### PROBLEM
The required output is the exact sequence of lines from the line holding "white striped kerb?" to the end of the records, inclusive.
····················
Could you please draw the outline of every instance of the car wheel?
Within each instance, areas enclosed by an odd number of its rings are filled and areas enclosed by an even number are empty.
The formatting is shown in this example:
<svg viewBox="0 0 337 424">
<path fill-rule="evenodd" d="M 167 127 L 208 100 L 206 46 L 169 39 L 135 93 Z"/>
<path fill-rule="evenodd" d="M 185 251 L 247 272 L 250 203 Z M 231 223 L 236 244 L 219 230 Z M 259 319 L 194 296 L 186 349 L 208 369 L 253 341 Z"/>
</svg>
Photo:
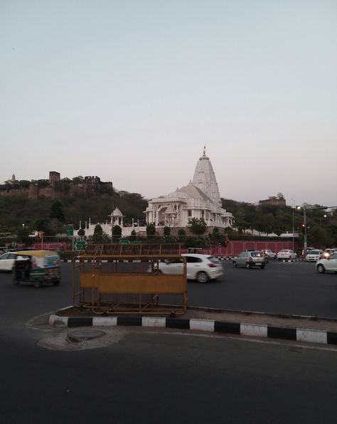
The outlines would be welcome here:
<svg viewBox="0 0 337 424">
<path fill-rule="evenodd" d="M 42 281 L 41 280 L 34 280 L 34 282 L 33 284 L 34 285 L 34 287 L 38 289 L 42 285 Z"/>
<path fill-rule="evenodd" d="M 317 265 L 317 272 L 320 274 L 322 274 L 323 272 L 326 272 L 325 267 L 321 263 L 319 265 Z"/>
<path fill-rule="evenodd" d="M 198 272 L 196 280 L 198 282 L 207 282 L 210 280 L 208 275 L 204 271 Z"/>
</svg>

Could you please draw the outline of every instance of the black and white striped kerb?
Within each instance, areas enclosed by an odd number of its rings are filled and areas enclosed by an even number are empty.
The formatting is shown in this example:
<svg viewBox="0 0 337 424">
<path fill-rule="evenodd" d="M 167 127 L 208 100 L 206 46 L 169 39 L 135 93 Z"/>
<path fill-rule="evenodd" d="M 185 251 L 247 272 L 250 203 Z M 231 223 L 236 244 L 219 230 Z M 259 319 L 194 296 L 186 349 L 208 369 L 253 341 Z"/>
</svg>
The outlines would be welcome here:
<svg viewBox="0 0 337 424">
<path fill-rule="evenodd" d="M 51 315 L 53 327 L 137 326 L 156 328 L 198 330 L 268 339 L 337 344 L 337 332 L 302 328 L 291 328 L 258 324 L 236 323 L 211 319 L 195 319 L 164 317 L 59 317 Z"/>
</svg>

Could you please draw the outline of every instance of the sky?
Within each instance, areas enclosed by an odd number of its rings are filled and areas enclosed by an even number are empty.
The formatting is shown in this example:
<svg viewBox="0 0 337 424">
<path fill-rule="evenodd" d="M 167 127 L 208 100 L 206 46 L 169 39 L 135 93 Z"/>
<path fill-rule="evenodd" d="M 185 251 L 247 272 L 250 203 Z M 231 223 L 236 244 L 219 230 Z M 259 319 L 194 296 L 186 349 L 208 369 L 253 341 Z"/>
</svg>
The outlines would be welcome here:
····················
### ANSWER TO THE PROBLEM
Could you please draw the outline of every instance of the black and white striped kerb?
Within each instance, areas enclosed by an odd number of its rings are filled and areas enclosed by an even number are empty.
The formatting is shown in this example:
<svg viewBox="0 0 337 424">
<path fill-rule="evenodd" d="M 167 127 L 208 100 L 206 46 L 169 39 L 135 93 Z"/>
<path fill-rule="evenodd" d="M 185 251 L 247 272 L 250 203 Z M 231 223 L 236 244 L 219 230 Z M 259 319 L 194 296 L 186 349 L 208 369 L 253 341 Z"/>
</svg>
The outlines would be welcome here:
<svg viewBox="0 0 337 424">
<path fill-rule="evenodd" d="M 51 315 L 53 327 L 137 326 L 156 328 L 198 330 L 268 339 L 337 344 L 337 332 L 302 328 L 291 328 L 258 324 L 236 323 L 211 319 L 195 319 L 164 317 L 59 317 Z"/>
</svg>

Could you please draw the outline of every instance of the sky?
Within each instance, areas enclosed by an odd number of its rings are filled and areas enclosed by an even number are empty.
The formatting is shown in this example:
<svg viewBox="0 0 337 424">
<path fill-rule="evenodd" d="M 167 127 L 208 100 L 206 46 L 169 39 L 135 93 Z"/>
<path fill-rule="evenodd" d="M 185 251 L 247 272 L 250 203 Z M 231 223 L 236 244 L 219 230 Z M 259 319 L 194 296 L 186 349 L 208 369 L 253 341 Z"/>
</svg>
The outlines would be welcome here:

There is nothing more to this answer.